Stored entries:
##############################
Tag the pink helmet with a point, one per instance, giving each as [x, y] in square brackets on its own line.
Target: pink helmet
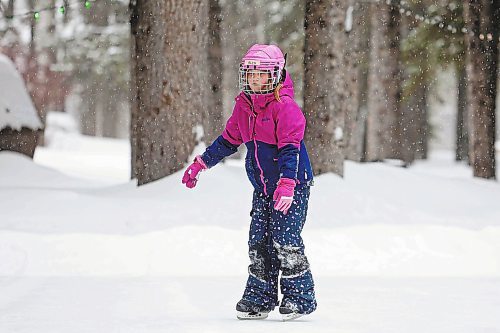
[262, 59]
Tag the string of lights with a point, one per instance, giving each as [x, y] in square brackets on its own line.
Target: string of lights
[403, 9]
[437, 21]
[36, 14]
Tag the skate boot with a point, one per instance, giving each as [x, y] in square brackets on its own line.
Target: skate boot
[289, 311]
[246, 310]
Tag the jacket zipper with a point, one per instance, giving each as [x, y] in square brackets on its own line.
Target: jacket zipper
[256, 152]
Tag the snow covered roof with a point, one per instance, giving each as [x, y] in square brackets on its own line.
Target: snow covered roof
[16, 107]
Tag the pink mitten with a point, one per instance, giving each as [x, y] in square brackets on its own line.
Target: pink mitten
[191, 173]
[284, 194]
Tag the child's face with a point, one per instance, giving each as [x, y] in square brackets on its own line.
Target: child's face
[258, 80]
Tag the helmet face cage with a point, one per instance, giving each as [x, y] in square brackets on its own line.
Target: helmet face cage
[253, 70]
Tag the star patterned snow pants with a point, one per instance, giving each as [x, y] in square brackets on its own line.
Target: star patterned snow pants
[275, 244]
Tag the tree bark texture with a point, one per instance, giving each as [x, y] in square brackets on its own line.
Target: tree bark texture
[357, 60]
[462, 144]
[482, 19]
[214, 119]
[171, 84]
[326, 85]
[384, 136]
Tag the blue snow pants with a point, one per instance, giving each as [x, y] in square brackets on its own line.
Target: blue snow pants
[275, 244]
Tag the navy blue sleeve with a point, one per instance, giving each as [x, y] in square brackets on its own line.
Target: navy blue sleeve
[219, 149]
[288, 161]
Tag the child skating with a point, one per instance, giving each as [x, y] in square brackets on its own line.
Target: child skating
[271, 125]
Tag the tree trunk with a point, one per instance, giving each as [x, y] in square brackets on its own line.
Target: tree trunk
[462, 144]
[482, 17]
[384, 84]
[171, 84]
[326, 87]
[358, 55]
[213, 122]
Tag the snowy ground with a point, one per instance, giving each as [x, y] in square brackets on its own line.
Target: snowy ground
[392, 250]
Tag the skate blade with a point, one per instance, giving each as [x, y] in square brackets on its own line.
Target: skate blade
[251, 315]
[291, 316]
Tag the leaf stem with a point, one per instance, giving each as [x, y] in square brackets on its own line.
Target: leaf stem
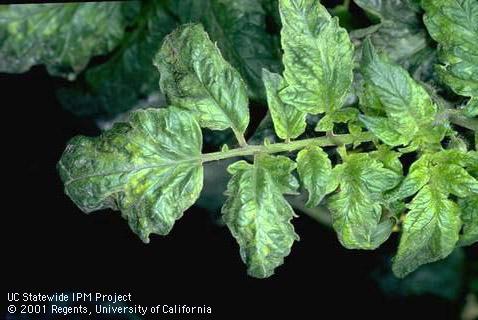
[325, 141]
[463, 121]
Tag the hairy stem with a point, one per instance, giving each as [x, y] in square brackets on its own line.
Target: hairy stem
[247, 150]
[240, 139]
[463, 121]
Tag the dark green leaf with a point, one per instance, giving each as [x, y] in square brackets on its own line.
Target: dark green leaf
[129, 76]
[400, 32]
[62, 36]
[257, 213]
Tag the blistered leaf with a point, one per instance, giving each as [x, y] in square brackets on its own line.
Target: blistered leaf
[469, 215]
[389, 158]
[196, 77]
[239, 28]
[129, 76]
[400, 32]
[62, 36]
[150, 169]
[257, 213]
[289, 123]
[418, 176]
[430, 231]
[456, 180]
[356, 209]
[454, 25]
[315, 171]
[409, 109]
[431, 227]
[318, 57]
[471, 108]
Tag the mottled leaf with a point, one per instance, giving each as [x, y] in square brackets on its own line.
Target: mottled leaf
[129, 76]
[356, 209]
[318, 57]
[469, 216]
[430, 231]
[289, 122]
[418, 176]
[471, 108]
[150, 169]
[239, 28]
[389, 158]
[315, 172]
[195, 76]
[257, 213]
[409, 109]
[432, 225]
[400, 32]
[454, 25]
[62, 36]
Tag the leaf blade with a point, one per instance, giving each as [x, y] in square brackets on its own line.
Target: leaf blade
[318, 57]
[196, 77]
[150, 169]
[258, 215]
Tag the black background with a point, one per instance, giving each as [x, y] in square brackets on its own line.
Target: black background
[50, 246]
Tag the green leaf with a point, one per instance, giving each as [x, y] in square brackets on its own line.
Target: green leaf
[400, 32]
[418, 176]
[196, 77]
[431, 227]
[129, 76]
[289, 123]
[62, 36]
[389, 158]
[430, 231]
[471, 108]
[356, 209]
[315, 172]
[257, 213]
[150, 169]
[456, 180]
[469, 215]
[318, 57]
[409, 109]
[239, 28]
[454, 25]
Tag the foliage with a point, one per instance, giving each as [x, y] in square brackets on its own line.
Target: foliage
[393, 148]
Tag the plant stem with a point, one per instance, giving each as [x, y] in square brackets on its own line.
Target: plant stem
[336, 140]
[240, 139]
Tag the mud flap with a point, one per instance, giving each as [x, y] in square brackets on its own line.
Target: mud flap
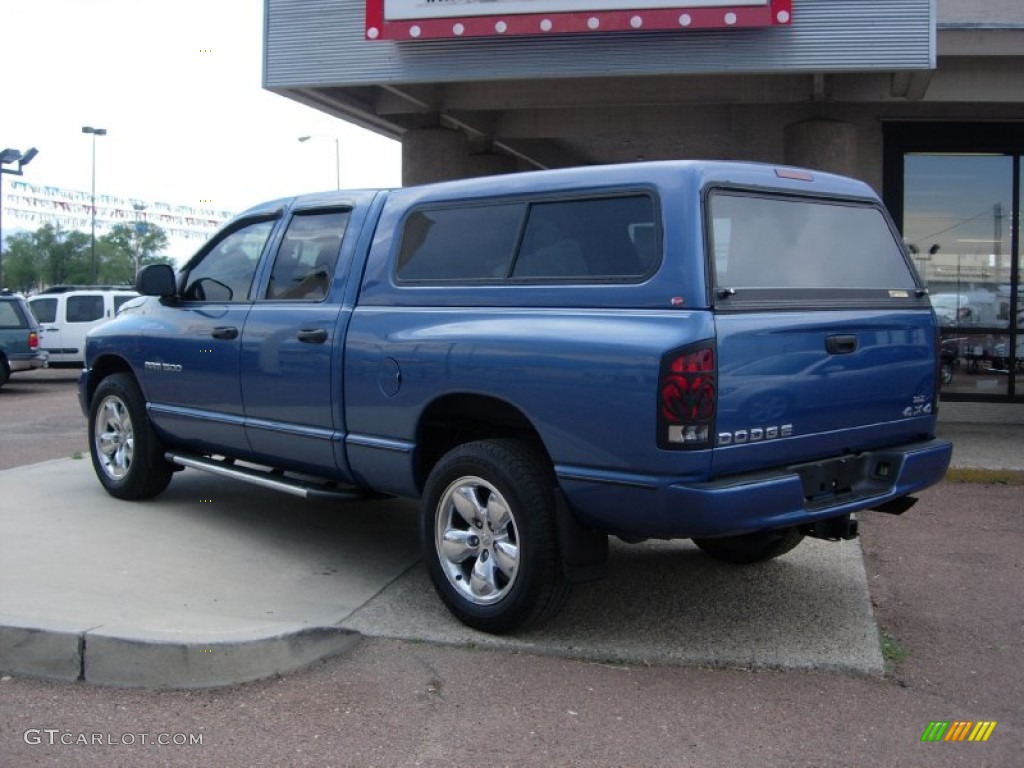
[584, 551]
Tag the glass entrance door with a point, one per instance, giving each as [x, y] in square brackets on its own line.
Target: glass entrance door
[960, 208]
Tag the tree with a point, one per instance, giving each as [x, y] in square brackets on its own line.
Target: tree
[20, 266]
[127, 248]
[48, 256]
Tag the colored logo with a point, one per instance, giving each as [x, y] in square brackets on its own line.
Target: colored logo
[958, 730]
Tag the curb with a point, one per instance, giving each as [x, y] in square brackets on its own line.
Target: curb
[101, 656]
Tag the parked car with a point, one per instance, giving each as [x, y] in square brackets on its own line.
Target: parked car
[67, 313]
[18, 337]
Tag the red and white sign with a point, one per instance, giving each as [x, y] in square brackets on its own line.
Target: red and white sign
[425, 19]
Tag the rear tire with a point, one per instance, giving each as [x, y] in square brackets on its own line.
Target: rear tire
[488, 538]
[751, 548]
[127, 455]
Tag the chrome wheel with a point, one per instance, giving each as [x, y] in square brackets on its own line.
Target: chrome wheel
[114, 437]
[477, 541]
##############################
Above are the records; restate exactly the lines from the one containing "Tag the skate blade" through the one containing "Tag the dark", keeping pictures out.

### Solution for this task
Tag the skate blade with a point, one per instance, giving each as [x, y] in square brackets on its own line.
Target: skate blade
[251, 315]
[291, 316]
Tag the leaf stem with a point, one per instance, giving each as [x, y] in square brackets on its own line.
Target: leaf stem
[325, 141]
[463, 121]
Tag the hairy stem with a point, one per instance, giving each as [x, y] in square brackets on its own line.
Target: hairy stem
[247, 150]
[240, 139]
[463, 121]
Tag the dark green leaf with a point, one per instance, giving each as [x, y] in square brackets on its own line.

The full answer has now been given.